> **Task**: Please update the lines between the one holding "Can you find the teal" and the one holding "0 99 408 500", inclusive, so that "teal rimmed plate" becomes "blue rimmed plate" and nothing else changes. Return only those lines.

> **Material**:
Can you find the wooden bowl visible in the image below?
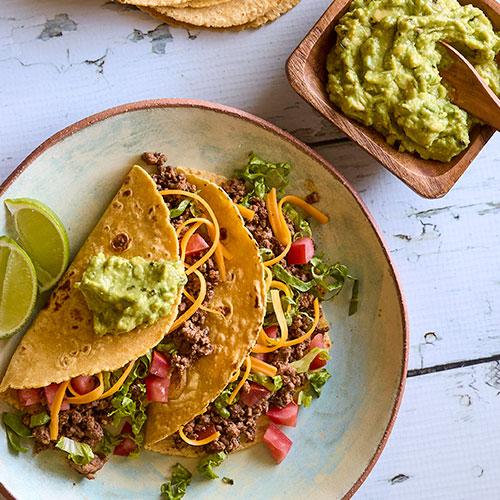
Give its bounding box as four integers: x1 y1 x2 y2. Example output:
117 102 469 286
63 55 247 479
286 0 500 198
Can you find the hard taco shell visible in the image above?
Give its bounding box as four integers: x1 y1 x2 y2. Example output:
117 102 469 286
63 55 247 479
144 168 265 449
0 166 182 407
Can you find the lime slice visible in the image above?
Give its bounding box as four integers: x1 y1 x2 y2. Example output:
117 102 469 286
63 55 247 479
5 198 69 292
0 236 37 338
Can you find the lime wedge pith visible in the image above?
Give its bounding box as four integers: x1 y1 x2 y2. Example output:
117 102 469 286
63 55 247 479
5 198 69 292
0 236 37 338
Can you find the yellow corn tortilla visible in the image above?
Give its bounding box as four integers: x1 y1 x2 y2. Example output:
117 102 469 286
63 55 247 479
143 0 286 28
144 168 265 450
118 0 228 9
144 169 332 457
0 166 182 407
149 324 332 458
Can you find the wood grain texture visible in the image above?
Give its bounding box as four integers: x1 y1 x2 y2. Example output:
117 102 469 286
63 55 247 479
439 42 500 130
286 0 500 198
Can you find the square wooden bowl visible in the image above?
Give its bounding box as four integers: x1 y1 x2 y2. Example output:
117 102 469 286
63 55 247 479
286 0 500 198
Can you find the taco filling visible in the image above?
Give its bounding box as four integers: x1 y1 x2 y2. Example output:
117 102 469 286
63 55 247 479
146 154 358 461
0 162 265 479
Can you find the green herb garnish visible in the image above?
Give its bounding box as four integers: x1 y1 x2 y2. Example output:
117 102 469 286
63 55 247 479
56 437 94 465
196 451 227 479
160 463 192 500
308 368 331 398
30 411 50 428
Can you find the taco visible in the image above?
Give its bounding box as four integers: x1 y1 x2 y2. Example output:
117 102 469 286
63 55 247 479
0 162 265 479
145 153 358 464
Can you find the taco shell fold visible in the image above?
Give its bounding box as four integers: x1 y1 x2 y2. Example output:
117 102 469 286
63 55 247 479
0 166 182 407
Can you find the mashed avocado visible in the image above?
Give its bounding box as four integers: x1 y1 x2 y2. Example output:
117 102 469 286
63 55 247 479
75 253 187 335
327 0 500 162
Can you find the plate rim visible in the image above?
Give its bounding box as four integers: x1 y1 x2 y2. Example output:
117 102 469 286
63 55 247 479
0 98 409 500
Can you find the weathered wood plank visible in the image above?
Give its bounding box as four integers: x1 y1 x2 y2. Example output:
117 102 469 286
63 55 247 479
0 0 340 181
317 134 500 369
354 362 500 500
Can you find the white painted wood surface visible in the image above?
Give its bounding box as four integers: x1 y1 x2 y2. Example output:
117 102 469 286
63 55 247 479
0 0 500 500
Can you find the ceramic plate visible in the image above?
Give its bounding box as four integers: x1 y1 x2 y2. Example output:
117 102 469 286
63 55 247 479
0 100 408 500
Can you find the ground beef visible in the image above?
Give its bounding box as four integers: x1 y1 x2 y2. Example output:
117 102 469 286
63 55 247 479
68 455 108 479
269 362 308 408
142 152 167 166
30 398 114 452
176 398 269 454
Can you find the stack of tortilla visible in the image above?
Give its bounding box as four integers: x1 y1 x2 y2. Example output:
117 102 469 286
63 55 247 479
118 0 300 30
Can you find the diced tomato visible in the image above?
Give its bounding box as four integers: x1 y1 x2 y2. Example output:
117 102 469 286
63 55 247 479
262 423 292 463
286 238 314 265
186 233 210 257
43 384 69 410
71 375 96 394
197 425 217 441
113 422 137 457
144 375 170 403
267 401 299 427
309 333 326 370
149 350 170 378
17 389 42 408
239 382 271 406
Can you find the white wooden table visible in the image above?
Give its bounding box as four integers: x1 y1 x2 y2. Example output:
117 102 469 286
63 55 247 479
0 0 500 500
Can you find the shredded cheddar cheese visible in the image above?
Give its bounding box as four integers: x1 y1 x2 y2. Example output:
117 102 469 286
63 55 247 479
179 426 220 446
250 356 278 377
266 188 289 245
66 373 104 404
236 204 255 220
49 380 69 441
158 189 220 275
227 356 253 404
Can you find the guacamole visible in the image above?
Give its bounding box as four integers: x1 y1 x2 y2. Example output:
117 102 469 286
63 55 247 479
327 0 500 162
75 253 187 335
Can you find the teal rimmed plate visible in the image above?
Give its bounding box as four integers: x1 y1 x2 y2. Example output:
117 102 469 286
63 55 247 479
0 99 408 500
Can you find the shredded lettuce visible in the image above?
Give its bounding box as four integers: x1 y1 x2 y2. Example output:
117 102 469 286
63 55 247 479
30 411 50 428
99 428 122 456
56 437 94 465
235 151 290 207
214 382 239 418
273 255 359 315
109 351 152 444
196 451 227 479
2 413 31 453
283 203 312 240
297 390 312 408
160 463 192 500
248 373 283 392
308 368 331 398
289 347 330 373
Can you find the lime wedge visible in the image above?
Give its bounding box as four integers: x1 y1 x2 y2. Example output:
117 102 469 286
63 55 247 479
0 236 37 338
5 198 69 292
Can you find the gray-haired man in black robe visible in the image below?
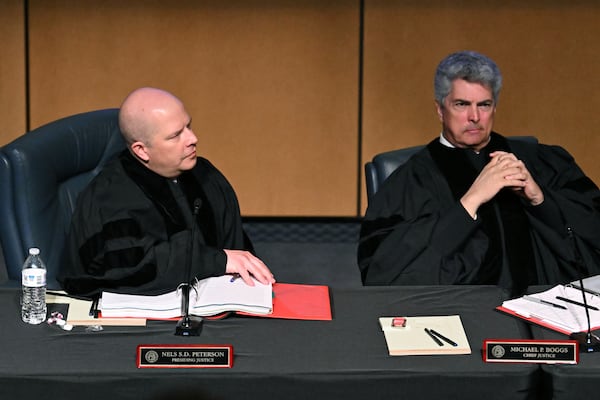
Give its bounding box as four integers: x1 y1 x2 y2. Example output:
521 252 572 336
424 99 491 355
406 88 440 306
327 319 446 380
58 88 274 296
358 52 600 293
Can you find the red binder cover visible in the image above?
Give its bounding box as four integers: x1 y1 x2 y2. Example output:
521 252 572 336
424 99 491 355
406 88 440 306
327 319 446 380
236 283 332 321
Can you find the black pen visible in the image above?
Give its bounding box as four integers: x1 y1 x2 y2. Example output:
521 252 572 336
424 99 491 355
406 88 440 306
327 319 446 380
429 329 458 347
556 296 598 311
425 328 444 346
523 295 567 310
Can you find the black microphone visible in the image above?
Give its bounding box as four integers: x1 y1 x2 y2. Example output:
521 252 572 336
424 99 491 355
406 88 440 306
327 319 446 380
567 227 600 353
175 199 202 336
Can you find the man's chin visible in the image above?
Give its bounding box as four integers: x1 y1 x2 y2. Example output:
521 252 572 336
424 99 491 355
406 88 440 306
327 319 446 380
181 155 197 171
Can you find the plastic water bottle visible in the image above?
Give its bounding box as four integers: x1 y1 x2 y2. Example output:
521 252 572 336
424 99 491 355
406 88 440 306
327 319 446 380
21 247 46 324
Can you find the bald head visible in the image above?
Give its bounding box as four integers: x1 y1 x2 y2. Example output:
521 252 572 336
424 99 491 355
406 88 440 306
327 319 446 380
119 87 183 146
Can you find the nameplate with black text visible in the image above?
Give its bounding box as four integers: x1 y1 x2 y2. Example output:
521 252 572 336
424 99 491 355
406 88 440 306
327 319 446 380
136 344 233 368
483 339 579 364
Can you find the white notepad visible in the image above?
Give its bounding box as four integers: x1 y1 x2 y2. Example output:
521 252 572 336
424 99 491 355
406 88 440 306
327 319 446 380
379 315 471 356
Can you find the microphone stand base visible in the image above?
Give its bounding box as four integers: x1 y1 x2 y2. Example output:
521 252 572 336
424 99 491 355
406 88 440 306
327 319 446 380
175 317 202 336
569 332 600 353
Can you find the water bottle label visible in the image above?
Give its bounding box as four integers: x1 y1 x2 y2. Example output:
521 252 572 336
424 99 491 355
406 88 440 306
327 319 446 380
22 268 46 287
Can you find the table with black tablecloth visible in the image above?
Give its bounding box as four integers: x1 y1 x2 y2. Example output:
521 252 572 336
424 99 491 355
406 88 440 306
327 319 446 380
531 325 600 400
0 286 540 400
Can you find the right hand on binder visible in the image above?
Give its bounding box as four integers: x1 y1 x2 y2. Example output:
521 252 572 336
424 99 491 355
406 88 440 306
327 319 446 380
224 249 275 286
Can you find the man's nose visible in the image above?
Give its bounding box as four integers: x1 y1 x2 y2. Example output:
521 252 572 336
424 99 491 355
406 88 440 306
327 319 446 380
468 104 479 122
185 128 198 146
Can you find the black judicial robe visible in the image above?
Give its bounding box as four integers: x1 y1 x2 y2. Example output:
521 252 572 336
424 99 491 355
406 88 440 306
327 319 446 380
57 150 253 296
358 133 600 291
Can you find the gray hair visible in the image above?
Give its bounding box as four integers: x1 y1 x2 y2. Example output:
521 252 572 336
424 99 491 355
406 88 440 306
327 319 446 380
433 51 502 106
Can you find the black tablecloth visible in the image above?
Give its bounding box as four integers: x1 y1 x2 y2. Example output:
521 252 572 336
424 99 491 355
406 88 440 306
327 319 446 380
0 286 540 400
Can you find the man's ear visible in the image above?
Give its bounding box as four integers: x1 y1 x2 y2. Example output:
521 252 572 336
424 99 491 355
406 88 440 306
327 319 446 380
130 142 150 163
435 101 444 122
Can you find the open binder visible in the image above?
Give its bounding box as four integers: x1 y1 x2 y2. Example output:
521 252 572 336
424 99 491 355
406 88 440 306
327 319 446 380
496 283 600 335
100 275 331 320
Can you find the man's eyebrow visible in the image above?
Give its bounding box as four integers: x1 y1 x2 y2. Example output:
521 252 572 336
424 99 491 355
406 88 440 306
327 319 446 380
169 118 192 137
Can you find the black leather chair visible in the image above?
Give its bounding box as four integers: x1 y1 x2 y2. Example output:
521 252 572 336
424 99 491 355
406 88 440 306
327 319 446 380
0 109 125 288
365 136 538 202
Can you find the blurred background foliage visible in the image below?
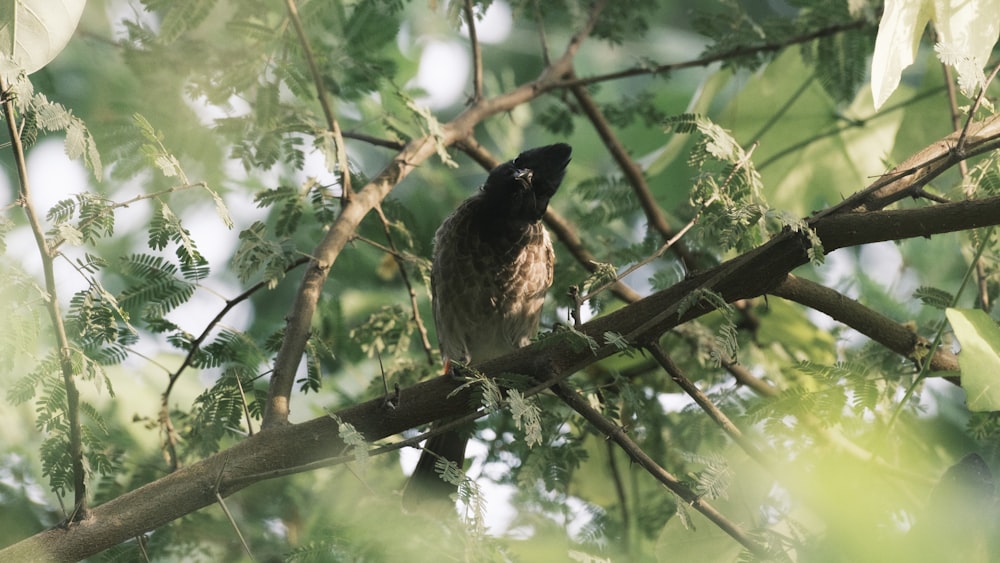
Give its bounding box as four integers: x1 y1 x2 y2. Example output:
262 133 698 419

> **Final result**:
Can you find the blue rimmed plate visible in the image above?
Give its bounding box as four integers: x1 y1 x2 y2. Example output:
117 102 469 286
63 55 247 479
0 99 408 500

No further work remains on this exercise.